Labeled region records

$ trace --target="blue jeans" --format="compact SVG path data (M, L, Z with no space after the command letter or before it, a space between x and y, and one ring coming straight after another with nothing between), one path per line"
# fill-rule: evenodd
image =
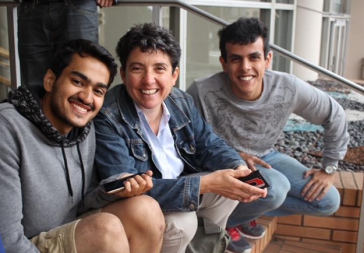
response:
M240 203L228 221L233 227L254 220L262 215L284 216L298 214L326 216L335 213L340 206L340 194L334 186L320 201L306 201L301 192L310 178L303 178L309 169L295 159L277 151L260 157L270 164L269 170L256 166L270 186L268 195L249 203Z
M65 42L99 40L96 0L22 3L18 13L18 48L22 85L43 85L53 54Z

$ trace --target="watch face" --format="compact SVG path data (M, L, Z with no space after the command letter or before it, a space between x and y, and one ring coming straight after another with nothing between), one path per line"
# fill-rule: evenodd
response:
M325 172L326 172L326 173L328 174L332 174L336 171L336 167L333 165L329 165L325 168Z

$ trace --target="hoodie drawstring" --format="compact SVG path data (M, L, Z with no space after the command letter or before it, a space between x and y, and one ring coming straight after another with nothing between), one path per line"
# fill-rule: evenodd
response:
M68 164L67 162L67 157L66 157L66 153L64 151L64 147L63 143L61 144L61 147L62 150L62 155L63 155L63 160L65 162L65 167L66 167L66 179L67 182L67 187L68 188L68 192L69 193L72 199L72 202L73 199L73 191L72 191L72 185L71 185L71 179L70 179L69 172L68 171Z
M81 151L79 148L79 145L77 142L76 143L77 146L77 153L78 153L78 158L79 158L80 163L81 163L81 172L82 173L82 192L81 198L82 202L84 199L84 185L85 185L85 169L83 165L83 161L82 159L82 156L81 155ZM68 188L68 192L72 199L72 202L73 202L73 191L72 190L72 185L71 185L71 179L69 176L69 171L68 170L68 164L67 161L67 157L66 156L66 153L64 150L64 146L63 143L61 144L61 147L62 148L62 155L63 155L63 160L65 162L65 167L66 168L66 177L67 182L67 188Z
M78 157L80 159L80 162L81 163L81 171L82 172L82 195L81 195L81 199L82 201L82 203L83 202L83 200L84 199L84 184L85 184L85 173L84 173L84 166L83 166L83 161L82 159L82 156L81 155L81 151L79 149L79 145L78 145L78 142L77 142L76 145L77 147L77 153L78 153Z

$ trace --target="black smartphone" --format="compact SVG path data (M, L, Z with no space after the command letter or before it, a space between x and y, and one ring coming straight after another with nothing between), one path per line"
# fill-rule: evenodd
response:
M246 177L239 178L239 180L250 185L261 189L269 187L269 186L259 171L253 172Z
M121 191L125 188L124 186L124 182L127 179L132 178L137 175L142 175L145 174L144 172L140 172L136 174L133 174L130 176L128 176L125 178L121 178L114 181L111 181L109 183L106 183L102 185L102 187L104 188L104 191L106 193L112 194Z

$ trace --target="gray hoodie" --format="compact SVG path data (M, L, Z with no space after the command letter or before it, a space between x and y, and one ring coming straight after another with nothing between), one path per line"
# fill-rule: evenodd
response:
M21 88L0 104L0 233L8 253L38 252L28 239L115 199L97 187L93 124L61 135L36 95Z

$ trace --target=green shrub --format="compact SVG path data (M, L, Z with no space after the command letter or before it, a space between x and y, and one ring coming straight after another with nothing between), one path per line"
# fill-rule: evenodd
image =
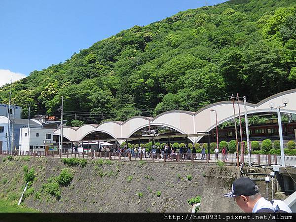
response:
M179 143L174 143L173 144L173 147L174 148L179 148Z
M57 182L54 182L43 184L42 188L46 193L56 197L57 199L61 198L61 189Z
M280 149L271 149L268 152L270 154L281 155Z
M143 197L143 193L141 193L141 192L137 193L137 195L138 195L138 196L140 198L141 197Z
M14 156L7 156L7 160L9 161L11 161L12 160L13 160L13 159L14 158Z
M159 190L157 190L156 191L156 195L159 197L161 195L161 192Z
M57 178L57 182L60 185L66 186L69 185L74 176L68 169L63 169Z
M284 149L284 152L285 154L289 155L296 155L296 149Z
M290 140L287 144L287 148L289 149L293 149L295 148L295 142L293 140Z
M187 175L186 177L187 178L187 180L188 180L188 181L191 181L192 179L192 176L191 174Z
M34 167L32 167L29 172L25 173L24 177L26 183L30 181L33 182L35 178L35 170Z
M268 152L272 148L272 142L268 139L264 140L261 144L261 148L265 152Z
M133 180L133 176L130 175L130 176L129 176L128 177L127 177L127 179L126 179L126 181L127 181L128 183L130 183L131 181L132 181L132 180Z
M22 157L22 159L25 161L29 162L30 160L30 157L29 156L23 156L23 157Z
M281 144L279 140L276 140L273 142L273 148L279 149L281 148Z
M26 190L26 192L25 192L25 193L24 194L25 198L27 197L30 195L33 194L34 193L35 191L35 190L33 187L30 187L29 189L27 189L27 190Z
M217 164L217 166L218 166L220 168L225 166L224 162L222 161L221 160L217 160L216 164Z
M217 148L217 143L211 143L210 144L210 148L211 150L214 150Z
M186 145L185 145L185 144L184 143L181 143L181 144L179 144L179 148L181 148L182 147L185 147Z
M29 171L29 168L28 168L28 165L25 165L24 166L24 172L25 173L28 173L28 171Z
M264 151L263 150L253 150L252 154L264 154Z
M155 143L155 145L156 147L156 148L157 148L157 147L159 147L159 148L160 148L160 143Z
M251 147L252 150L259 150L260 144L258 141L256 140L251 142Z
M41 193L40 192L38 191L35 193L35 198L37 200L40 200L41 197Z
M194 147L195 147L195 149L199 149L200 148L200 144L198 143L195 143L195 144L194 144Z
M220 150L222 150L222 148L223 148L223 147L226 148L227 147L228 143L224 140L222 140L220 143L219 143L219 148Z
M236 141L234 140L230 140L228 143L228 147L230 153L236 152Z
M80 165L83 168L86 166L87 161L85 159L78 159L77 158L63 158L62 160L64 164L69 167L75 167Z
M187 200L187 202L190 205L193 205L195 204L200 203L201 201L201 197L200 196L197 196L195 197L192 197L191 199Z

▶ PROBLEM: Can you render all of the material above as a numbered list, skipping the blank lines and leaving the pictures out?

▶ THE SOLUTION:
1. $ trace --target="blue jeans" --format="compact SVG path data (M, L, Z with no space after the command letter or before it, a space between x and y, and one ring coming straight after another with nothing between), one path per line"
2. # fill-rule: evenodd
3. image =
4. response:
5. M240 203L228 221L233 227L254 220L262 215L284 216L298 214L326 216L335 213L340 206L340 194L334 186L320 201L306 201L301 192L310 178L303 178L309 169L295 159L277 151L260 157L270 164L269 170L256 166L270 186L268 195L249 203Z
6. M65 42L99 40L96 0L22 3L18 13L18 48L22 85L43 85L53 54Z
7. $ trace --target="watch face" --format="compact SVG path data (M, L, Z with no space after the command letter or before it, a space between x and y, and one ring coming straight after another with nothing between), one path per line"
8. # fill-rule: evenodd
9. response:
10. M325 172L326 172L326 173L328 174L332 174L336 171L336 167L333 165L329 165L325 168Z
11. $ trace --target="hoodie drawstring" --format="compact SVG path data (M, L, Z with no space after the command letter or before it, a space between x and y, and one ring coming straight after another with nothing between), one path per line"
12. # fill-rule: evenodd
13. response:
14. M68 164L67 162L67 157L66 157L66 153L64 151L64 147L63 143L61 144L61 147L62 150L62 155L63 155L63 160L65 162L65 167L66 167L66 179L67 182L67 187L68 188L68 192L69 193L72 199L72 202L73 199L73 191L72 191L72 185L71 185L71 179L70 179L69 172L68 171Z
15. M81 151L79 148L79 145L77 142L76 143L77 146L77 153L78 153L78 158L79 158L80 163L81 163L81 172L82 173L82 192L81 198L82 202L84 199L84 185L85 185L85 169L83 165L83 161L82 159L82 156L81 155ZM68 188L68 192L72 199L72 202L73 202L73 191L72 190L72 185L71 185L71 179L69 176L69 171L68 170L68 164L67 161L67 157L66 156L66 153L64 150L64 146L63 143L61 144L61 147L62 148L62 155L63 155L63 160L65 162L65 167L66 168L66 177L67 182L67 188Z
16. M78 157L80 159L80 162L81 163L81 171L82 172L82 195L81 195L81 199L82 201L82 203L83 202L83 200L84 199L84 184L85 184L85 173L84 173L84 166L83 166L83 161L82 159L82 156L81 155L81 151L79 149L79 145L78 145L78 142L77 142L76 145L77 147L77 153L78 153Z
17. $ trace --target="black smartphone" --format="compact SVG path data (M, L, Z with no space after the command letter or before it, a space between x and y, and one ring coming straight after another with nothing between), one path per line"
18. # fill-rule: evenodd
19. response:
20. M246 177L239 178L239 180L250 185L261 189L269 187L269 186L259 171L253 172Z
21. M121 191L125 188L124 186L124 182L127 179L132 178L137 175L142 175L145 174L144 172L140 172L136 174L133 174L130 176L128 176L125 178L121 178L114 181L111 181L109 183L106 183L102 185L102 187L104 188L104 191L106 193L112 194Z
22. $ trace --target="gray hoodie" --format="compact SVG path data (M, L, Z with no space after the command letter or before it, a space between x and y, and one ring coming straight after another with nothing between), one path per line"
23. # fill-rule: evenodd
24. response:
25. M21 88L0 104L0 233L8 253L38 252L28 239L115 199L97 187L93 124L61 135L36 95Z
26. $ trace --target=green shrub --format="compact SVG path data (M, L, Z with no space after the command letter or before it, a space between x and y, and one ring coming straight after another with nothing between), one path per line"
27. # fill-rule: evenodd
28. image =
29. response:
30. M179 143L174 143L173 144L173 147L174 148L179 148Z
31. M57 182L54 182L43 184L42 188L46 193L56 197L57 199L61 198L61 189Z
32. M280 149L271 149L268 152L270 154L281 155Z
33. M143 197L143 193L141 193L141 192L137 193L137 195L138 195L138 196L140 198L141 197Z
34. M14 156L7 156L7 160L9 161L11 161L12 160L13 160L13 159L14 158Z
35. M159 190L157 190L156 191L156 195L159 197L161 195L161 192Z
36. M57 178L57 182L60 185L66 186L69 185L74 176L68 169L63 169Z
37. M284 149L284 152L285 154L289 155L296 155L296 149Z
38. M290 140L287 144L287 148L289 149L293 149L295 148L295 142L293 140Z
39. M187 175L186 177L187 178L187 180L188 180L188 181L191 181L192 179L192 176L191 174Z
40. M34 167L32 167L29 172L25 173L24 177L26 183L30 181L33 182L35 178L35 170Z
41. M268 152L272 148L272 142L268 139L264 140L261 144L261 148L265 152Z
42. M133 180L133 176L130 175L130 176L129 176L128 177L127 177L127 179L126 179L126 181L127 181L128 183L130 183L131 181L132 181L132 180Z
43. M22 157L22 159L25 161L29 162L30 160L30 157L29 156L23 156L23 157Z
44. M281 144L279 140L276 140L273 142L273 148L279 149L281 148Z
45. M26 190L26 192L25 192L25 193L24 194L25 198L27 197L30 195L33 194L34 193L35 191L35 190L33 187L30 187L29 189L27 189L27 190Z
46. M217 164L217 166L218 166L220 168L225 166L224 162L222 161L221 160L217 160L216 164Z
47. M217 148L217 143L211 143L210 144L210 148L211 150L214 150Z
48. M186 145L185 145L185 144L184 143L181 143L181 144L179 144L179 148L181 148L182 147L185 147Z
49. M29 171L29 168L28 168L28 165L25 165L24 166L24 172L25 173L28 173L28 171Z
50. M264 151L263 150L253 150L252 154L264 154Z
51. M155 143L155 145L156 147L156 148L157 148L157 147L159 147L159 148L160 148L160 143Z
52. M251 147L252 150L259 150L260 144L258 141L256 140L251 142Z
53. M41 193L40 192L38 191L35 193L35 198L37 200L40 200L41 197Z
54. M194 147L195 147L195 149L199 149L200 148L200 144L198 143L195 143L195 144L194 144Z
55. M220 150L222 150L222 148L223 148L223 147L226 148L227 147L228 143L224 140L222 140L220 143L219 143L219 148Z
56. M236 141L234 140L230 140L228 143L228 147L230 153L236 152Z
57. M80 165L83 168L86 166L87 161L85 159L78 159L77 158L63 158L62 160L64 164L69 167L75 167Z
58. M187 200L187 202L190 205L193 205L195 204L200 203L201 201L201 197L200 196L197 196L195 197L192 197L191 199Z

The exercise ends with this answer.